◆ Text section
Our co-operative operates with collective management elected from the membership who meet as a board every months to discuss operational matters and then every 3 months we have a general members meeting to agree strategies and business development going forwards. each member is over their own area of expertise and run the manufacturing operations with minimum input from the ‘management’. Our chosen option is that the Managers/ Directors are considered, and treated as, workers of the firm. All shares are held by the workforce with no outside or consumer owners, and each member has one voting share. In practice, control by worker-owners may be exercised through individual, collective or majority ownership by the workforce, or the retention of individual, collective or majority voting rights (exercised on a one-member one-vote basis). The majority of its workforce own shares, and the majority of shares are owned by the workforce.
How quickly can you make decisions?

◆ Task 1
Which three kinds of workforce ownership does the co-operative passage name as ways worker-owners may exercise control? List them.

Stored data

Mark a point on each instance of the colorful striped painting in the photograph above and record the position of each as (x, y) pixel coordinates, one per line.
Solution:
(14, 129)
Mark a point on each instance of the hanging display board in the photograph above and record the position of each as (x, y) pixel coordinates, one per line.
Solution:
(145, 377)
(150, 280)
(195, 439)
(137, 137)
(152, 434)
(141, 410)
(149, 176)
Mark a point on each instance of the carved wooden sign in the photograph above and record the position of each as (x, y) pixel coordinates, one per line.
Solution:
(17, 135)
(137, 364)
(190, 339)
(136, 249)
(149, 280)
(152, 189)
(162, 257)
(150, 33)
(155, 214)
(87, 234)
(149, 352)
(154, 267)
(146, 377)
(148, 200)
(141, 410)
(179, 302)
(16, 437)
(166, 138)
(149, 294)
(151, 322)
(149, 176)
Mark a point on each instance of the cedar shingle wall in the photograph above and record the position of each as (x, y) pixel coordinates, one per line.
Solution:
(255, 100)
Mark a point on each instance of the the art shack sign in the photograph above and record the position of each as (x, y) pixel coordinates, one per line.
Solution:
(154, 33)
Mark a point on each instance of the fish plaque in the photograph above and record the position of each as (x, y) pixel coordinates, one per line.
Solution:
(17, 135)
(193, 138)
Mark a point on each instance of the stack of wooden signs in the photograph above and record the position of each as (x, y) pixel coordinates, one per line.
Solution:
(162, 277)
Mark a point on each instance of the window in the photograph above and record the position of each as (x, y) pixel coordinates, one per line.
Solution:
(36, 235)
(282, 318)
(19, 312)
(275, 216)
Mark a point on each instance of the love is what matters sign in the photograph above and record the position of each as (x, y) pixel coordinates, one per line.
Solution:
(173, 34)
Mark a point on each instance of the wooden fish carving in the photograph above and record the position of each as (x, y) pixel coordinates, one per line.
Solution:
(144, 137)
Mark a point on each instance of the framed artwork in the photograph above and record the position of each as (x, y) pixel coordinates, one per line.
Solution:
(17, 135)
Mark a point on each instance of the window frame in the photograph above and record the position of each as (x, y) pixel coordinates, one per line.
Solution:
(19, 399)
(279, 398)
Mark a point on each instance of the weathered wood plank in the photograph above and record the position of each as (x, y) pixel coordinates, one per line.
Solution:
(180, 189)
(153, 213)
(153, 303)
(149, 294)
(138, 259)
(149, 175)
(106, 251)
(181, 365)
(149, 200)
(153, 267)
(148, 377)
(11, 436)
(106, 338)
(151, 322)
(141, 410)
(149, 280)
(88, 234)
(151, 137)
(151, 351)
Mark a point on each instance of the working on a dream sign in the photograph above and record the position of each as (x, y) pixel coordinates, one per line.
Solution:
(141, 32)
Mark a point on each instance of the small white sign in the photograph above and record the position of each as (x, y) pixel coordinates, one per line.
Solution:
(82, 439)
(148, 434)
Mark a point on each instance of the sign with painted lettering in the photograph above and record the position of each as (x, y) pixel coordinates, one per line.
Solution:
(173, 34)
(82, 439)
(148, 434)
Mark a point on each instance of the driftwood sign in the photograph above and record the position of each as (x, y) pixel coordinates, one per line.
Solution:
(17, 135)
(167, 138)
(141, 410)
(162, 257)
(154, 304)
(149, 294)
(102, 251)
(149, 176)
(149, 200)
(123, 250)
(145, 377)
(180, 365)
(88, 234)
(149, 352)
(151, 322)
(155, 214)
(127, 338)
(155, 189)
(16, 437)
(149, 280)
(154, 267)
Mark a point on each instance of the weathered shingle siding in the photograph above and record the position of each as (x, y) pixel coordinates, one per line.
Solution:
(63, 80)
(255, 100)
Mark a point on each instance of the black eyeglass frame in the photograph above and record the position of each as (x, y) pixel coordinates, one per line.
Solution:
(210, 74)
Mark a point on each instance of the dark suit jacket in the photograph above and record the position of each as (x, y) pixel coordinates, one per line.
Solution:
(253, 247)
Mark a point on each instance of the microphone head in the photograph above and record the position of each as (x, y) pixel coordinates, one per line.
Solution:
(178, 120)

◆ Task 2
Update the rows of stored data from the line with "Mark a point on each instance of the dark" through the end of the rows, replacing "Solution" with "Answer" and leaving everything else unchanged. Return only those lines.

◆ Problem solution 1
Individual ownership
Collective ownership
Majority ownership

◆ Problem solution 2
Mark a point on each instance of the dark suit jacket in the photograph above and record the position of each as (x, y) pixel coordinates, one per line.
Answer:
(253, 247)
Mark a point on each instance of the microphone head in the photograph above and record the position of each as (x, y) pixel coordinates, one per line.
Answer:
(178, 120)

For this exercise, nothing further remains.